WHAT THE EXERCISE ASKS: Could you return all of the entries word for word, minus any pictures?

RECORDS FOR THIS EXERCISE:
□ □ □ □ □
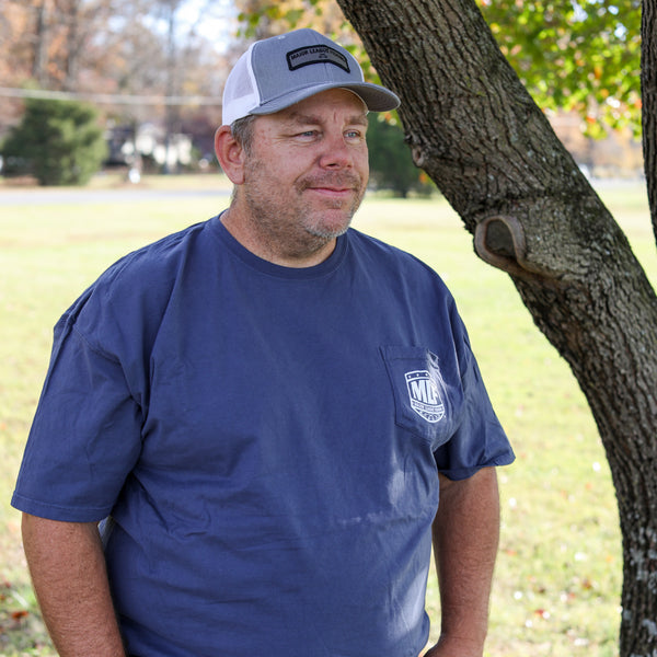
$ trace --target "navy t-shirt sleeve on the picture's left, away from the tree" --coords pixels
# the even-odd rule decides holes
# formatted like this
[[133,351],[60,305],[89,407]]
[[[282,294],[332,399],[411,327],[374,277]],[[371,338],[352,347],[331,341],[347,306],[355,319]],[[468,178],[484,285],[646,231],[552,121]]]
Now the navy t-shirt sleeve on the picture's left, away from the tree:
[[141,448],[141,410],[120,362],[65,315],[12,505],[51,520],[96,521],[110,514]]

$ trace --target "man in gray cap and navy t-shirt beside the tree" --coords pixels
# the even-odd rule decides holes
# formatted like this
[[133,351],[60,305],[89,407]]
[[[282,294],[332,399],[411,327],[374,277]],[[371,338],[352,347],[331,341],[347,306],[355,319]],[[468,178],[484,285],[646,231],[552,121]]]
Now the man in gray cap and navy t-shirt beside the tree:
[[440,279],[348,229],[396,105],[315,32],[256,43],[229,209],[58,323],[13,504],[62,656],[416,657],[433,533],[427,655],[481,657],[512,452]]

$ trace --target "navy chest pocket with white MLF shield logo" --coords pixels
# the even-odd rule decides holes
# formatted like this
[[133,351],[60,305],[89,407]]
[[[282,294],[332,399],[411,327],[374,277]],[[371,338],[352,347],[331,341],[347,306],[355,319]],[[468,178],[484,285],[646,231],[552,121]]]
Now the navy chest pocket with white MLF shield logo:
[[453,435],[463,407],[456,355],[439,359],[424,347],[382,346],[395,423],[438,449]]

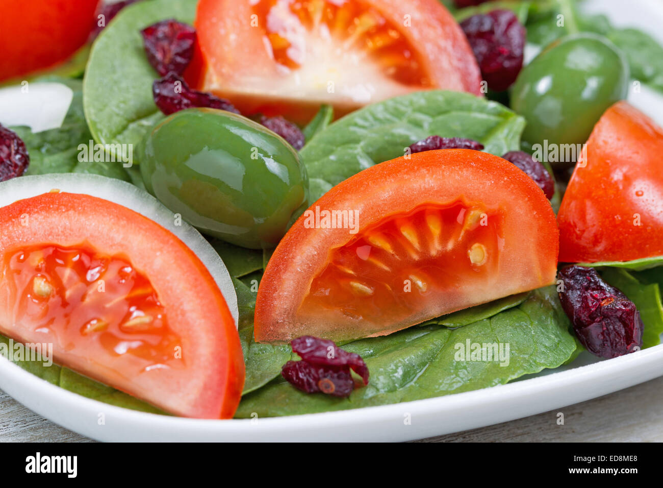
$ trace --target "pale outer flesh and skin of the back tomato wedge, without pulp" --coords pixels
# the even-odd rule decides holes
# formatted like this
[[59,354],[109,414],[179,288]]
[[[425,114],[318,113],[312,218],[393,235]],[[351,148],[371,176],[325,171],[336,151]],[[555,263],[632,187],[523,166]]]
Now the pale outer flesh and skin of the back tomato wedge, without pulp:
[[[359,0],[347,1],[358,3]],[[335,116],[342,116],[367,103],[427,88],[481,96],[479,66],[465,35],[442,3],[438,0],[366,0],[363,4],[379,11],[393,25],[403,26],[409,21],[408,26],[400,31],[421,56],[430,86],[394,84],[387,92],[374,94],[365,102],[350,100],[340,93],[341,88],[336,89],[339,93],[333,92],[331,96],[302,95],[298,92],[306,86],[294,90],[292,83],[286,89],[274,88],[279,80],[287,78],[274,61],[271,50],[266,48],[262,27],[246,21],[253,15],[251,2],[232,0],[201,0],[198,3],[196,30],[201,47],[198,54],[203,59],[197,56],[196,68],[187,72],[187,79],[202,90],[229,98],[243,114],[280,114],[302,123],[312,118],[321,103],[333,104]],[[331,50],[336,41],[326,42]],[[328,83],[326,67],[322,63],[316,64],[315,70]],[[342,70],[342,67],[338,69]],[[256,84],[256,80],[263,82]],[[261,95],[265,97],[261,98]]]

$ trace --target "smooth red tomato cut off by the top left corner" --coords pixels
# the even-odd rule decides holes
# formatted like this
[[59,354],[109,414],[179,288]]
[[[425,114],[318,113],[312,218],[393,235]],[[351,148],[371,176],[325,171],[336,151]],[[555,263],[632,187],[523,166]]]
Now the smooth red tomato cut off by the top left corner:
[[85,44],[99,0],[0,2],[0,80],[64,61]]

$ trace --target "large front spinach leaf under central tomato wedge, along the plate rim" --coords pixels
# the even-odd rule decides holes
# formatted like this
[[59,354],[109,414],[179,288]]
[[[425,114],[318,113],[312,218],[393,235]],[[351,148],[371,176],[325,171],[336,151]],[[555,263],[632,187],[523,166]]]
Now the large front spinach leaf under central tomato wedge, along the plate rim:
[[[306,394],[276,378],[244,396],[236,416],[345,410],[504,384],[524,374],[556,368],[572,357],[576,345],[569,327],[555,288],[538,289],[517,307],[465,327],[411,327],[344,345],[343,349],[359,353],[371,372],[369,385],[357,388],[347,399]],[[509,343],[509,364],[463,361],[458,354],[467,341],[501,343],[503,347]]]

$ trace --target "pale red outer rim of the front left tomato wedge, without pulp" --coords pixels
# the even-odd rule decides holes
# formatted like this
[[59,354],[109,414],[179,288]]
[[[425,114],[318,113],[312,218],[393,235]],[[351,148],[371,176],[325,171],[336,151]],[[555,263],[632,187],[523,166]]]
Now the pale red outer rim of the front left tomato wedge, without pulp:
[[[24,225],[25,218],[29,225]],[[54,331],[15,323],[11,291],[0,287],[0,331],[24,343],[51,342],[55,362],[180,416],[231,418],[241,398],[244,361],[231,313],[210,272],[172,233],[119,204],[89,195],[45,193],[0,208],[0,250],[82,243],[126,256],[150,280],[182,341],[184,369],[145,370],[131,355],[111,355],[99,341],[63,344]],[[154,243],[158,242],[155,250]],[[174,278],[177,279],[174,279]],[[3,280],[5,277],[3,277]],[[149,365],[149,363],[147,363]]]

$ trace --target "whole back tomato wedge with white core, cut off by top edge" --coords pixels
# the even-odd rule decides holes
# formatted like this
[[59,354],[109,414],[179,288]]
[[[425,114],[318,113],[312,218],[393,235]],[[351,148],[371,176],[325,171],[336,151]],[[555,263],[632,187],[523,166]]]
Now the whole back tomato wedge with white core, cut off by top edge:
[[[438,0],[201,0],[194,84],[243,113],[308,120],[413,90],[480,94],[467,39]],[[196,70],[193,70],[196,72]]]

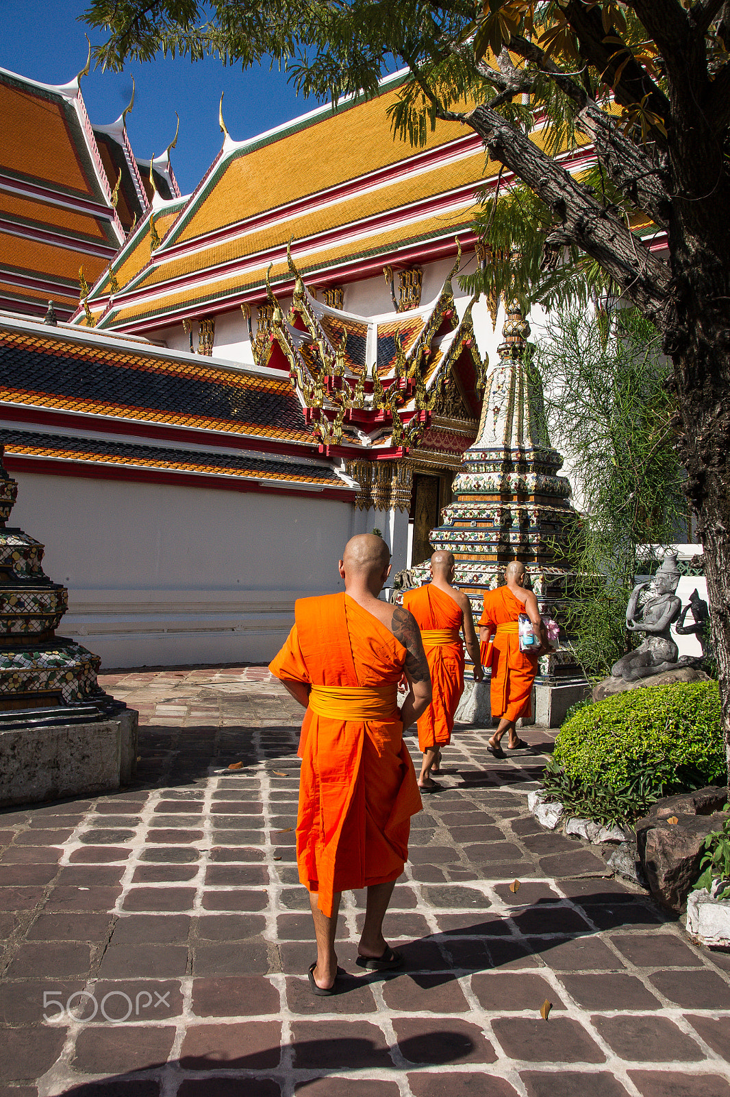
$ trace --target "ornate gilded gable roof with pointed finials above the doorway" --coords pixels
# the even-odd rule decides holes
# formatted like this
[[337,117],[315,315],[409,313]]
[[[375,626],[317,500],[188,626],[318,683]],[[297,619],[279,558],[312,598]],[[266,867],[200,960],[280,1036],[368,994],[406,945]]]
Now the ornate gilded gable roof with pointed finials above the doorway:
[[[267,365],[276,351],[283,354],[305,420],[321,446],[365,450],[361,464],[386,455],[402,460],[423,443],[434,416],[442,427],[456,427],[459,453],[469,436],[474,438],[477,400],[472,396],[475,406],[468,406],[456,365],[468,363],[466,387],[474,394],[483,387],[487,363],[475,339],[474,301],[460,319],[456,310],[452,279],[460,262],[458,241],[457,250],[438,297],[425,308],[399,313],[397,319],[368,319],[319,302],[305,286],[290,248],[295,286],[288,314],[269,279],[255,333],[251,312],[244,308],[256,363]],[[391,506],[408,509],[410,484],[408,491],[404,482],[386,491],[383,482],[389,475],[392,470],[369,474],[372,489],[364,490],[361,505],[381,509],[387,497]],[[362,483],[363,476],[361,468],[355,478]]]

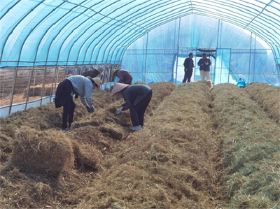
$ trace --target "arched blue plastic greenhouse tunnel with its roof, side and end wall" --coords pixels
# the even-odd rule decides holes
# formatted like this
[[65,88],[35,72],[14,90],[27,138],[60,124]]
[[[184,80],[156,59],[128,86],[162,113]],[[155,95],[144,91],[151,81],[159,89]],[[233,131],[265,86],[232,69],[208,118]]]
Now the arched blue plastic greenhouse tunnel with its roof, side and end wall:
[[0,0],[0,116],[53,101],[59,82],[102,67],[180,85],[202,53],[214,85],[280,87],[279,0]]

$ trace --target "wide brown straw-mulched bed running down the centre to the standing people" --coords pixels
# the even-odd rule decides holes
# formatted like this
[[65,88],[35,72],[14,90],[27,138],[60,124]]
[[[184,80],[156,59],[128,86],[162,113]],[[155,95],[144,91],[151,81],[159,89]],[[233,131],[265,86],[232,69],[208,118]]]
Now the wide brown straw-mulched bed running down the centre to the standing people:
□ □ □ □ □
OUTPUT BELOW:
$ trace --target "navy t-shirt sleeve on the picture's left, away from the tree" --coords pixels
# the even-odd rule decides holes
# formatted like this
[[133,351],[60,305],[89,407]]
[[[282,294],[332,399],[411,327],[374,277]],[[371,338],[352,347],[331,341],[347,306],[355,319]],[[468,178],[484,285],[646,231],[552,121]]]
Now the navy t-shirt sleeve on the picture's left, away from the tree:
[[141,448],[141,410],[120,362],[65,315],[12,505],[51,520],[96,521],[110,514]]

$ trace --target "man in gray cap and navy t-shirt beside the tree" --coords pixels
# the even-odd rule decides holes
# formatted like this
[[133,351],[60,305],[89,407]]
[[[282,294],[332,399],[411,327],[374,277]],[[371,338],[352,347],[331,341],[347,306],[355,319]],[[468,178],[484,285],[646,231],[552,121]]]
Now the man in gray cap and navy t-shirt beside the tree:
[[440,279],[348,229],[396,105],[315,32],[256,43],[229,209],[58,323],[13,504],[62,656],[416,657],[433,533],[427,655],[481,657],[512,452]]

$ trace --target "navy chest pocket with white MLF shield logo" --coords pixels
# the even-odd rule decides holes
# formatted like this
[[133,351],[60,305],[89,407]]
[[[282,294],[332,399],[411,327],[374,277]],[[371,338],[352,347],[331,341],[347,306],[355,319]],[[468,178],[484,285],[646,231],[552,121]]]
Now the navy chest pocket with white MLF shield logo:
[[453,435],[463,407],[456,355],[439,359],[424,347],[382,346],[395,423],[438,449]]

$ trace --target "pale outer flesh and skin of the back tomato wedge, without pulp" --coords pixels
# the even-odd rule decides holes
# formatted like this
[[59,354],[109,414],[179,288]]
[[[425,114],[318,113],[312,218],[393,235]],[[351,148],[371,176],[325,171],[336,151]],[[555,263],[632,187],[523,166]]]
Now the pale outer flesh and skin of the back tomato wedge, without pulp:
[[[359,0],[347,1],[358,3]],[[335,116],[342,116],[367,103],[427,88],[481,96],[479,66],[465,35],[442,3],[438,0],[366,0],[363,4],[379,11],[393,25],[403,26],[409,21],[408,26],[400,31],[421,56],[430,86],[394,84],[387,92],[374,94],[365,102],[350,100],[340,93],[341,88],[336,89],[339,93],[333,92],[331,96],[302,95],[298,92],[306,86],[294,90],[292,83],[286,89],[274,88],[279,80],[287,78],[274,61],[271,50],[266,48],[262,27],[246,21],[253,15],[251,2],[232,0],[201,0],[198,3],[196,30],[201,47],[198,54],[203,59],[197,56],[196,68],[187,72],[187,79],[202,90],[229,98],[243,114],[280,114],[302,123],[312,118],[321,103],[333,104]],[[331,50],[336,41],[326,42]],[[328,83],[326,67],[322,63],[316,64],[315,70]],[[342,70],[342,67],[338,69]],[[256,84],[256,80],[263,82]],[[261,95],[265,97],[261,98]]]

$ trace --target "smooth red tomato cut off by the top left corner" --coords pixels
# the even-odd rule decides holes
# formatted like this
[[59,354],[109,414],[179,288]]
[[[425,114],[318,113],[312,218],[393,235]],[[351,148],[371,176],[325,171],[336,151]],[[555,263],[632,187],[523,166]]]
Now the smooth red tomato cut off by the top left corner:
[[85,44],[99,0],[0,2],[0,80],[64,61]]

$ trace --target "large front spinach leaf under central tomato wedge, along the plate rim" --coords pixels
# the even-odd rule decides holes
# formatted like this
[[59,354],[109,414],[179,288]]
[[[425,114],[318,113],[312,218],[393,235]],[[351,148],[371,176],[325,171],[336,151]],[[555,263],[632,187],[523,166]]]
Now the large front spinach leaf under central tomato wedge, along the plate rim:
[[[306,394],[276,378],[244,396],[236,416],[345,410],[504,384],[524,374],[556,368],[572,357],[576,345],[569,327],[555,288],[538,289],[517,307],[465,327],[411,327],[344,345],[343,349],[359,353],[371,372],[369,385],[357,388],[347,399]],[[509,343],[509,364],[463,361],[458,354],[467,341],[501,343],[503,347]]]

$ trace --target "pale red outer rim of the front left tomato wedge, without pulp" --coords pixels
# the even-odd rule decides holes
# formatted like this
[[59,354],[109,414],[179,288]]
[[[425,114],[318,113],[312,218],[393,235]],[[351,148],[371,176],[325,171],[336,151]],[[555,263],[632,187],[523,166]]]
Now the pale red outer rim of the front left tomato wedge, without pulp:
[[[24,225],[25,218],[29,225]],[[54,331],[15,323],[11,291],[0,287],[0,331],[24,343],[51,342],[55,362],[180,416],[231,418],[241,398],[244,361],[231,313],[210,272],[172,233],[119,204],[89,195],[45,193],[0,208],[0,250],[82,243],[126,256],[150,280],[182,341],[184,369],[145,370],[131,355],[111,355],[99,341],[63,344]],[[154,243],[158,242],[155,250]],[[174,278],[177,279],[174,279]],[[3,280],[5,277],[3,277]],[[149,365],[149,363],[147,363]]]

$ trace --target "whole back tomato wedge with white core, cut off by top edge" --coords pixels
# the even-odd rule decides holes
# formatted like this
[[59,354],[109,414],[179,288]]
[[[425,114],[318,113],[312,218],[393,235]],[[351,148],[371,176],[325,171],[336,151]],[[555,263],[632,187],[523,166]]]
Now the whole back tomato wedge with white core, cut off by top edge:
[[[438,0],[201,0],[194,84],[243,113],[308,120],[413,90],[480,94],[467,39]],[[196,70],[193,70],[196,72]]]

$ trace --target "ornate gilded gable roof with pointed finials above the doorway" --coords pixels
# the even-odd rule decides holes
# formatted like this
[[337,117],[315,315],[409,313]]
[[[375,626],[317,500],[188,626],[318,683]],[[297,619],[279,558],[312,598]],[[266,867],[200,960],[280,1036],[368,994],[406,945]]]
Now the ornate gilded gable roof with pointed finials above the doorway:
[[[267,365],[276,351],[283,354],[305,420],[321,446],[365,450],[361,464],[386,455],[402,460],[423,443],[434,416],[442,427],[456,427],[459,453],[469,436],[474,438],[477,400],[472,396],[475,406],[468,406],[456,365],[468,363],[466,387],[474,394],[483,387],[487,363],[475,339],[474,301],[460,319],[456,310],[452,279],[460,262],[458,241],[457,250],[438,297],[425,308],[399,313],[397,319],[368,319],[319,302],[305,286],[290,248],[295,286],[288,314],[269,279],[255,333],[251,312],[244,308],[256,363]],[[391,506],[408,509],[410,484],[408,491],[404,482],[386,491],[383,482],[389,475],[392,470],[369,474],[372,489],[364,490],[361,505],[381,509],[387,497]],[[362,483],[363,476],[361,468],[355,478]]]

$ trace --target "arched blue plastic greenhouse tunnel with its roof, side and end wall" --coords pixels
# the even-odd rule decides holes
# formatted like this
[[65,88],[35,72],[14,90],[27,138],[60,124]]
[[[184,80],[156,59],[128,86],[162,113]],[[155,95],[144,91],[151,81],[159,89]],[[233,131],[265,86],[232,69],[208,118]]]
Now the arched blue plastic greenhouse tunnel with its roof, side and end wall:
[[0,0],[0,116],[53,101],[59,82],[102,67],[180,85],[202,53],[214,85],[280,87],[279,0]]

$ trace --target "wide brown straw-mulched bed running down the centre to the standing people" --coords pixels
# the even-odd rule decides holes
# formatted like this
[[65,88],[35,72],[14,90],[27,138],[60,124]]
[[[184,80],[156,59],[128,86],[162,113]],[[155,95],[144,91],[151,81],[159,89]],[[233,131],[265,86],[232,69],[208,118]]]
Now the wide brown straw-mulched bed running down the centre to the standing people:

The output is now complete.